━━ SOURCE MATERIAL
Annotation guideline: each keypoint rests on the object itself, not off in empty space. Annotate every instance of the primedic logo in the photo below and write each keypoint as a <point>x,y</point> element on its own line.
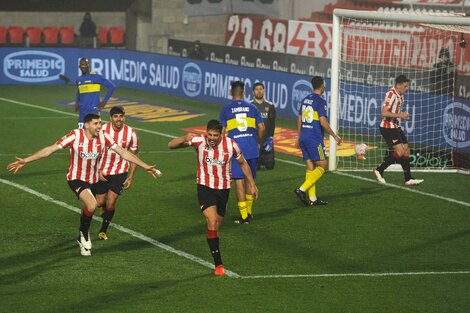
<point>300,90</point>
<point>192,80</point>
<point>33,66</point>
<point>456,125</point>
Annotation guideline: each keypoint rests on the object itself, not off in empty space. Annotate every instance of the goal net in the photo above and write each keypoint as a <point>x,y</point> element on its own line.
<point>370,49</point>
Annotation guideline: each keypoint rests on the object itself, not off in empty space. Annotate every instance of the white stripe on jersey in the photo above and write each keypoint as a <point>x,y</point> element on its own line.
<point>394,101</point>
<point>111,162</point>
<point>84,154</point>
<point>214,164</point>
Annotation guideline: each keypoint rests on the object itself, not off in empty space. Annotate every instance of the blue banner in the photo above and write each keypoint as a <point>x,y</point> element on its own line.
<point>434,119</point>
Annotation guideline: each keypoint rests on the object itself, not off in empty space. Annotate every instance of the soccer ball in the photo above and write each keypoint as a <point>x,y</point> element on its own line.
<point>361,149</point>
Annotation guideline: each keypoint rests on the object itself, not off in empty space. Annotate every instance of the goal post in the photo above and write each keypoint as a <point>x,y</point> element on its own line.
<point>369,49</point>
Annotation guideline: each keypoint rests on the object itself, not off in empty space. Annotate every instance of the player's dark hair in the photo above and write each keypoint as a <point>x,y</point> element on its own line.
<point>116,110</point>
<point>238,87</point>
<point>401,79</point>
<point>89,117</point>
<point>317,82</point>
<point>258,84</point>
<point>214,125</point>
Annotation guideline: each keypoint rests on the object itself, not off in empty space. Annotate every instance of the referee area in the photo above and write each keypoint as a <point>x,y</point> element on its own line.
<point>373,248</point>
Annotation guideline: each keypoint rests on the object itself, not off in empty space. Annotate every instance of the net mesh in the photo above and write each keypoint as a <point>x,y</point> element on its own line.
<point>373,53</point>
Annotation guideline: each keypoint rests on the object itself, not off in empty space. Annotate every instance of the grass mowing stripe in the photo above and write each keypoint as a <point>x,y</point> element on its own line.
<point>281,160</point>
<point>121,228</point>
<point>357,275</point>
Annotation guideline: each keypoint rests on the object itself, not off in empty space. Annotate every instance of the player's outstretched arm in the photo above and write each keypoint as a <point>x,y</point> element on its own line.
<point>253,190</point>
<point>181,142</point>
<point>43,153</point>
<point>128,156</point>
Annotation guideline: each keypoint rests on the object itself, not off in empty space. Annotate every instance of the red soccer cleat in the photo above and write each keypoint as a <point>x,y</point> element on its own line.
<point>219,270</point>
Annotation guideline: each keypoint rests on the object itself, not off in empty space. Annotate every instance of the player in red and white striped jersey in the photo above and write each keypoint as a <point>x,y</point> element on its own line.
<point>86,147</point>
<point>116,173</point>
<point>398,148</point>
<point>214,157</point>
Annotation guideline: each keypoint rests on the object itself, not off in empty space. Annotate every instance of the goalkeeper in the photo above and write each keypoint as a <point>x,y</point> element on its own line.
<point>268,114</point>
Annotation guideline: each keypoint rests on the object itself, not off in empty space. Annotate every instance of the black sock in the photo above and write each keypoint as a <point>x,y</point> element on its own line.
<point>405,164</point>
<point>85,222</point>
<point>215,251</point>
<point>107,217</point>
<point>388,160</point>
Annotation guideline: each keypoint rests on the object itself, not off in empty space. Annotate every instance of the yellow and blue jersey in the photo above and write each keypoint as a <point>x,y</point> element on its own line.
<point>311,109</point>
<point>88,93</point>
<point>240,119</point>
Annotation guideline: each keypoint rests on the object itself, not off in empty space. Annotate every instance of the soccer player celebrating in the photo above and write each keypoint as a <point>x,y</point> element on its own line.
<point>398,148</point>
<point>86,147</point>
<point>116,173</point>
<point>268,114</point>
<point>311,123</point>
<point>214,154</point>
<point>240,120</point>
<point>88,93</point>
━━━━
# [WHAT THE EXERCISE ASKS]
Each line of the records is to be reproduced exactly, and each picture dropped.

# [WRITTEN REPLY]
Annotation guideline: each keypoint rests on the object itself, not off in empty space. Annotate every instance of the primedic logo in the photo below and write each keypoint as a <point>x,y</point> element on its own line.
<point>300,90</point>
<point>192,80</point>
<point>33,66</point>
<point>456,125</point>
Annotation guideline: each keypoint rests on the object itself, not off in empty space. Annotate every instance of the goal net in the photo above and write each keypoint as a <point>x,y</point> element on its own line.
<point>370,49</point>
Annotation guideline: each keypoint rests on the object itself, not off in empty space. Annotate every instance of the white stripe on jersey in the photo above and write each keypoint as a <point>x,y</point> element on its own line.
<point>394,101</point>
<point>111,162</point>
<point>84,154</point>
<point>214,164</point>
Annotation guideline: each keypoint rests on the object itself, not off in empty space. Annotate every instance of the blue banner in the photo above and write each keypoint as a <point>x,y</point> element on its own line.
<point>434,119</point>
Annotation guideline: each keypoint rests on the object itself, not off in empty space. Annotate every instance of the soccer ball in the photo above and write each keypoint as a <point>x,y</point> element on its own line.
<point>361,149</point>
Annotation guideline: each keypoint rests on the object itself, not off in empty space. Annotate every instance of the goal post in the photo above and write each keypoint as a <point>x,y</point> element on its own line.
<point>369,49</point>
Annotation guideline: each keypoint rests on the object itself, not off in empty space. Annotate every instance of the player's dark hair in the photo above and write each keypoint as a <point>x,y</point> element on its own line.
<point>116,110</point>
<point>238,87</point>
<point>401,79</point>
<point>89,117</point>
<point>317,82</point>
<point>258,84</point>
<point>214,125</point>
Annotation guideline: each keypoint rests on the object itself, not off in empty space. Annotate every instance of the referee area in the photo above and write each keypoint as a <point>x,y</point> element on its own line.
<point>373,248</point>
Annotation guideline: each keypoint rests on the object itself, not off in empty space. Annotate every instance of the net mesh in the photo above and write each keypoint as a <point>x,y</point> element on its own line.
<point>373,53</point>
Annotation guideline: each keypoint rests on the object itself, not off in empty space. Annotate every instance of the grass mowing stripe in the photo above and write each keypoint as a <point>x,y</point> element on its own line.
<point>281,160</point>
<point>121,228</point>
<point>357,275</point>
Annotation guideline: each keypoint rests on the object itself, not off in empty space. Annotate every instance of the player's outstretched arm in the photo above and write each keypoint as a <point>x,y</point> element on its own line.
<point>253,190</point>
<point>181,142</point>
<point>43,153</point>
<point>128,156</point>
Annotation guideline: each keypoint rests on the object itself, not off in empty space. Annotate every instance of the red soccer cleat in the photo above and write each keypoint as a <point>x,y</point> element on its own line.
<point>219,270</point>
Annotation guideline: each keypoint rests on the object itself, not off in empty space. Annotate every instance of the player in red and white striped jersey in the photo above and write each keypoint as a <point>x,y</point> element on its own line.
<point>86,147</point>
<point>116,173</point>
<point>398,148</point>
<point>214,157</point>
Annotation guideline: each keypoint rests on the object itself, not off in empty space. Annotate every instance of the goalkeeper in the photo above and write each keypoint as a <point>x,y</point> element on its own line.
<point>268,114</point>
Annotation guideline: each keypoint rests on the object itself, not off in empty space. Annotate every instance of the black sock in the photo above and write each keypoint as a <point>x,y</point> element on its own line.
<point>405,164</point>
<point>85,222</point>
<point>215,251</point>
<point>107,217</point>
<point>388,160</point>
Annotation guideline: each keypoint rests on the object itself, not off in empty space. Annotate every instance of the yellow and blue jersey in the photo above and write each keypoint as a <point>x,y</point> element on its own line.
<point>311,109</point>
<point>88,93</point>
<point>240,119</point>
Annotation guideline: each keypoint rests on the object itself, not off in empty space. Annotate every instance of the soccer player celebrating in the photo above and write each keypoint as a <point>x,y</point> element on its own line.
<point>398,148</point>
<point>86,147</point>
<point>116,173</point>
<point>268,114</point>
<point>311,123</point>
<point>214,154</point>
<point>240,120</point>
<point>88,93</point>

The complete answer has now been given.